Position annotation records
------------------------------------------------

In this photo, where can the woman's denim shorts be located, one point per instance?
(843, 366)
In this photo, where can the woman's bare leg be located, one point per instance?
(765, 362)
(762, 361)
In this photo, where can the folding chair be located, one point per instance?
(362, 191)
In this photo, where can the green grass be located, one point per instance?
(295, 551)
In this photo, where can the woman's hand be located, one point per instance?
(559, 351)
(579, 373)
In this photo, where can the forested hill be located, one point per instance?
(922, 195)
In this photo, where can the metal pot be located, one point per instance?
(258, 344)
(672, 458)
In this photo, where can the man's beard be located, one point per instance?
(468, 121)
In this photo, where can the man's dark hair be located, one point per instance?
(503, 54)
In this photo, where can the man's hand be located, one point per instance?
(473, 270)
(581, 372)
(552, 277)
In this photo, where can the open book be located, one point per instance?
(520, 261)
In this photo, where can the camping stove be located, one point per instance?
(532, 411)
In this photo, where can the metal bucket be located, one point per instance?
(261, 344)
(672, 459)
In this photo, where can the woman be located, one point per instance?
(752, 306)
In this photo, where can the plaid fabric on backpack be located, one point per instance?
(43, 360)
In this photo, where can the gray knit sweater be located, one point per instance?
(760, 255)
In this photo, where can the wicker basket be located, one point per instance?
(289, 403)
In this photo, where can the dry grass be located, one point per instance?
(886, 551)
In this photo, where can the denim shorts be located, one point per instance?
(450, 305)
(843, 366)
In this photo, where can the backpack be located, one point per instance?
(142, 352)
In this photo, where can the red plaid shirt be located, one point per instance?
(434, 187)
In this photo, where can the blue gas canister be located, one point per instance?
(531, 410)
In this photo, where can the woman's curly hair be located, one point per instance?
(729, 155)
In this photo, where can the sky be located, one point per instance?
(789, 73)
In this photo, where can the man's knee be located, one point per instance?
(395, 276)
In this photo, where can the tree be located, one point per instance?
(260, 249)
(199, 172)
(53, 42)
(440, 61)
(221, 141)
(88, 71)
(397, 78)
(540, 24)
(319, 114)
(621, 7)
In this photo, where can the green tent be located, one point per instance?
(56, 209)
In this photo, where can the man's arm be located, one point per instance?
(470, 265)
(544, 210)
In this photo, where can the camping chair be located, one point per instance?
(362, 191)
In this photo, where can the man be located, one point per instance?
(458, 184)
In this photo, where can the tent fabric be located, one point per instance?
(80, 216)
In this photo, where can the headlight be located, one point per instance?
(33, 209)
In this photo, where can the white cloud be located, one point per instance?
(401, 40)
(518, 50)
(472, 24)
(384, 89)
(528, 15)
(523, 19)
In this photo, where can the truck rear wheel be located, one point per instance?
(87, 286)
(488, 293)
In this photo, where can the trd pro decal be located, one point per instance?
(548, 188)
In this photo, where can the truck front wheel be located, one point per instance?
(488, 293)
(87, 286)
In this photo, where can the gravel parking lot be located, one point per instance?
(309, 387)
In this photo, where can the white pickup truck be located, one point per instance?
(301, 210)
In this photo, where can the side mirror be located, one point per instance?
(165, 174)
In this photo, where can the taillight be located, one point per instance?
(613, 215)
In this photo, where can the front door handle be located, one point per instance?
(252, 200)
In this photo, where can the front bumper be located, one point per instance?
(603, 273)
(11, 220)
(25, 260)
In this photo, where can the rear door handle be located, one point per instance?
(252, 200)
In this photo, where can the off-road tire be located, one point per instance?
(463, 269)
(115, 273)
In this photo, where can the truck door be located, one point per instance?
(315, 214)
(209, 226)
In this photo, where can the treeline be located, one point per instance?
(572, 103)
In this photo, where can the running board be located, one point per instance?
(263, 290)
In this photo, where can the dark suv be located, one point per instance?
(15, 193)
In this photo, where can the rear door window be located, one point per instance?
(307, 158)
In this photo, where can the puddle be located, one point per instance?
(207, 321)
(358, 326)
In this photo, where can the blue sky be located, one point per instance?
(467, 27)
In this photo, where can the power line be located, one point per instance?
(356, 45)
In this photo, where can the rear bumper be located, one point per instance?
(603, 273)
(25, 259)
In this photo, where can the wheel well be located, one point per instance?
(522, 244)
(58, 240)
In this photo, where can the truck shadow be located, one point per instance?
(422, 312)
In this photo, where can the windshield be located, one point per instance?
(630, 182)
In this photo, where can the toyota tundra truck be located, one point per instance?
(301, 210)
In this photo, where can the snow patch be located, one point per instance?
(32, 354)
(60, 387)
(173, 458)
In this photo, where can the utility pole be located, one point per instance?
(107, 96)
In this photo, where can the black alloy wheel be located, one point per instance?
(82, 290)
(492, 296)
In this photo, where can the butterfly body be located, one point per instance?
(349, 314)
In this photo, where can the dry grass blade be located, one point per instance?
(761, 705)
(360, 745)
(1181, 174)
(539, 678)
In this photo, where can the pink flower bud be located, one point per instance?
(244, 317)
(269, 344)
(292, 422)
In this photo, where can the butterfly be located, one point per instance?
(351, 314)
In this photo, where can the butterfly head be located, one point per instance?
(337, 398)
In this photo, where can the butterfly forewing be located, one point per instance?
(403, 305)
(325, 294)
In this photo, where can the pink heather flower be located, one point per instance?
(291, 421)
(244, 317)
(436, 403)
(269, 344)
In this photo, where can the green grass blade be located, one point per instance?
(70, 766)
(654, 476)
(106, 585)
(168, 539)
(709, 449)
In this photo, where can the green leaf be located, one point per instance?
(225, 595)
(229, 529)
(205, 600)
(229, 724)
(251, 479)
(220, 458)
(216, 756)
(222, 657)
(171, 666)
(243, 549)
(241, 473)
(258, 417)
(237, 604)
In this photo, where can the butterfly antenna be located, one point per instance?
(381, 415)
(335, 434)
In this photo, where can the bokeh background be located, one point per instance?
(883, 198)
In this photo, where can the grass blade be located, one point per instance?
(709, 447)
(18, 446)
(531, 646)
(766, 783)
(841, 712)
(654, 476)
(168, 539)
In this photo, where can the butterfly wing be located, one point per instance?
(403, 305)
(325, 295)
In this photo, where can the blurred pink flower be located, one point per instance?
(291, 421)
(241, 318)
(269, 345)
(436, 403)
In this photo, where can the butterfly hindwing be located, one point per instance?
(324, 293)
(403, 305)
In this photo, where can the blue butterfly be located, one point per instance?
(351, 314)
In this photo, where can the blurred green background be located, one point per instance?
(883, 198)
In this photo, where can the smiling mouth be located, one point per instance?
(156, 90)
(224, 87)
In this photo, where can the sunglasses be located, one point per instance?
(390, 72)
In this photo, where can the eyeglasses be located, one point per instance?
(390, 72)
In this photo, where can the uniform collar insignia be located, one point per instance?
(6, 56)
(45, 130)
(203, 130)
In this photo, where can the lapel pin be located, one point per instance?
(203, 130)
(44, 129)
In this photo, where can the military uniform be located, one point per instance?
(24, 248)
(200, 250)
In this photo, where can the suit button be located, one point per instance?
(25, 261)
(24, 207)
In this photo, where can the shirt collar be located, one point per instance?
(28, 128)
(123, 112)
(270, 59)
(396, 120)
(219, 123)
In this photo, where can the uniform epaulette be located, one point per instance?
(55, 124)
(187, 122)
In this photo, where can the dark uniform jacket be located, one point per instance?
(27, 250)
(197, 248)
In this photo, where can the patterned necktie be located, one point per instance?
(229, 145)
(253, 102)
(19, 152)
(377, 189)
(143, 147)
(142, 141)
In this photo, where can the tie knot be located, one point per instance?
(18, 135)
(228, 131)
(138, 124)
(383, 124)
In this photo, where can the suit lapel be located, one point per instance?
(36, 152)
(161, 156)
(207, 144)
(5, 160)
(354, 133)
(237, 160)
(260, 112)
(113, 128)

------------------------------------------------

• _OBJECTIVE_
Copy every record above exactly as it appears.

• _WRITTEN ANSWER_
In this photo, where can the woman's denim shorts be located, one point per instance?
(843, 366)
In this photo, where can the woman's bare leg be located, one point per instance?
(765, 362)
(762, 361)
In this photo, where can the folding chair be located, one point per instance?
(362, 191)
In this photo, where can the green grass be located, one point per instance?
(295, 551)
In this photo, where can the woman's hand be located, one point per instance?
(559, 351)
(579, 373)
In this photo, where can the forested hill be located, one point per instance?
(922, 195)
In this photo, where can the metal pot be located, one point per instance?
(258, 344)
(672, 458)
In this photo, where can the man's beard be located, one point per instance?
(468, 121)
In this photo, where can the man's dark hair be located, one point per instance?
(503, 54)
In this photo, where can the man's hand be located, one point per instance?
(473, 270)
(581, 372)
(552, 277)
In this photo, where can the open book be located, one point per instance?
(520, 261)
In this photo, where can the camping stove be located, one point per instance?
(532, 411)
In this photo, where can the metal bucket be located, one point per instance?
(261, 344)
(672, 459)
In this photo, where can the woman be located, one point per instance?
(752, 306)
In this photo, where can the plaid fabric on backpack be located, one point per instance?
(43, 360)
In this photo, where can the gray knit sweater be located, one point per instance?
(760, 255)
In this photo, where can the wicker basket be located, one point per instance?
(289, 403)
In this photo, where can the dry grass be located, one point per instance?
(886, 551)
In this photo, where can the denim shorts be located, one point per instance?
(450, 305)
(843, 366)
In this photo, where can the backpack be located, one point per instance?
(142, 352)
In this photo, where can the red plaid shirt be located, one point per instance?
(434, 187)
In this photo, where can the blue gas canister be located, one point per instance?
(531, 410)
In this photo, where can the woman's curly hair be located, one point per instance?
(729, 155)
In this photo, where can the sky be located, one point per instance?
(789, 73)
In this photo, where can the man's knee be located, one point per instance?
(395, 276)
In this photo, where can the tree be located, one point per instance?
(260, 249)
(199, 172)
(53, 42)
(440, 61)
(221, 141)
(88, 71)
(397, 78)
(540, 24)
(319, 114)
(621, 7)
In this photo, where can the green tent be located, one point per instance?
(56, 209)
In this photo, where can the man's arm be located, one point per instance?
(470, 265)
(544, 210)
In this photo, where can the camping chair be located, one point per instance?
(362, 191)
In this photo, where can the man be located, one point per instance?
(458, 184)
In this photo, where can the tent fabric be located, one point per instance?
(80, 216)
In this photo, where can the headlight be located, one point per instance?
(33, 209)
In this photo, where can the white cloud be located, one point per instance?
(401, 40)
(518, 50)
(472, 24)
(384, 89)
(528, 15)
(523, 19)
In this photo, where can the truck rear wheel be located, one point per instance?
(87, 286)
(488, 293)
In this photo, where can the trd pro decal be located, one point per instance?
(548, 188)
In this photo, where can the truck front wheel be located, one point per instance?
(488, 293)
(87, 286)
In this photo, where can the gravel parking lot be located, one point per instance?
(309, 387)
In this photo, where can the white pickup truck be located, one point per instance?
(301, 210)
In this photo, where can the side mirror be located, one point per instance?
(165, 174)
In this photo, where can the taillight be located, one point per instance?
(613, 215)
In this photo, where can the front door handle be located, one point per instance?
(252, 200)
In this photo, where can the front bumper be located, one point per instance?
(603, 273)
(11, 220)
(25, 260)
In this photo, where can the rear door handle be located, one point per instance?
(252, 200)
In this photo, where can the off-road tire be located, one point per instance?
(463, 269)
(115, 273)
In this photo, where can the truck door be located, one point per instance?
(315, 214)
(209, 226)
In this photo, where can the treeline be located, one point per instance?
(572, 103)
In this photo, where can the running board be located, one point per instance?
(263, 290)
In this photo, where can the dark suv be located, one point per instance?
(15, 193)
In this photo, where can the rear door window be located, one point per instance?
(307, 158)
In this photo, where can the puddle be located, one point per instance?
(207, 321)
(358, 326)
In this photo, where can the blue sky be located, one point per instance?
(467, 27)
In this photo, where can the power line be located, one point per instance?
(356, 45)
In this photo, where can the rear bumper be located, one point per instance?
(603, 273)
(25, 259)
In this photo, where can the wheel well be located, one point per instance?
(522, 244)
(58, 240)
In this photo, where can the truck shadow be located, one point per instance?
(422, 312)
In this photo, where can the windshield be located, one point per instance?
(630, 182)
In this photo, where can the toyota tundra truck be located, one point per instance?
(301, 210)
In this photo, where can the snow patch be located, one point per instance?
(32, 354)
(60, 387)
(173, 458)
In this photo, where can the utility pole be located, one point per instance?
(107, 96)
In this photo, where can the black alloy wheel be located, one point per instance?
(82, 290)
(492, 296)
In this photo, where can the butterfly body be located, one point per instance?
(349, 314)
In this photo, where can the dry grass blade be located, one point per instance?
(761, 705)
(360, 745)
(1181, 174)
(539, 678)
In this photo, where can the pink flower bud be located, one point per instance?
(244, 317)
(269, 344)
(292, 422)
In this photo, where can the butterfly be located, one point per instance?
(351, 314)
In this photo, where can the butterfly head be located, one point per instance?
(337, 398)
In this photo, where can the butterfly forewing be located, one point per instance?
(403, 305)
(325, 294)
In this photo, where can the pink heather flower be located, one point per instance?
(291, 421)
(244, 317)
(436, 403)
(269, 344)
In this photo, where can the green grass blade be located, one point per instance?
(70, 766)
(654, 476)
(106, 585)
(168, 539)
(709, 449)
In this photo, where can the green leaf be located, one point per instance?
(225, 595)
(229, 529)
(205, 600)
(229, 724)
(251, 479)
(220, 458)
(216, 756)
(222, 657)
(171, 666)
(243, 549)
(241, 473)
(258, 417)
(237, 604)
In this photo, where can the butterfly antenna be located, one point per instance?
(381, 415)
(335, 434)
In this photo, where can the bokeh background be located, one point per instance?
(883, 198)
In this photo, where can the grass blade be located, one point per instance?
(709, 447)
(18, 446)
(531, 646)
(766, 783)
(841, 712)
(654, 476)
(168, 539)
In this photo, where can the butterfly wing be located, one point per instance?
(403, 305)
(325, 295)
In this photo, where can the blurred pink flower be located, one point per instance?
(291, 421)
(241, 318)
(269, 345)
(436, 403)
In this photo, where can the butterfly hindwing be located, one point per instance?
(324, 293)
(403, 305)
In this photo, where can the blue butterfly be located, one point per instance?
(351, 314)
In this photo, where can the blurred green background be located, one point per instance?
(883, 198)
In this photo, where can the smiling mouth be located, one point per instance?
(156, 90)
(224, 87)
In this photo, where can the sunglasses be located, one point per instance?
(390, 72)
In this photo, where can the eyeglasses be located, one point per instance?
(390, 72)
In this photo, where can the uniform collar insignia be located, one point per instance?
(6, 56)
(45, 130)
(203, 130)
In this photo, where can the lapel pin be located, one point per instance?
(203, 130)
(44, 129)
In this photo, where can the military uniform be located, one point per instance?
(24, 248)
(200, 250)
In this photo, where can the suit button be located, one point per instance?
(25, 261)
(24, 207)
In this photo, where can the shirt collar be located, one point per instance?
(28, 128)
(123, 112)
(270, 59)
(396, 120)
(219, 123)
In this photo, where can the uniform epaulette be located, one point per instance?
(55, 124)
(187, 122)
In this photo, where can the dark uniform jacket be located, one point per instance?
(27, 250)
(197, 248)
In this photo, where can the patterned necktie be located, one point per instance?
(229, 145)
(253, 102)
(19, 152)
(377, 189)
(143, 147)
(142, 141)
In this photo, where can the tie knot be located, one point per instance?
(18, 135)
(228, 131)
(138, 124)
(383, 124)
In this photo, where can the suit lapel be located, one point per instance?
(36, 152)
(161, 156)
(207, 144)
(5, 160)
(354, 133)
(237, 160)
(260, 112)
(113, 128)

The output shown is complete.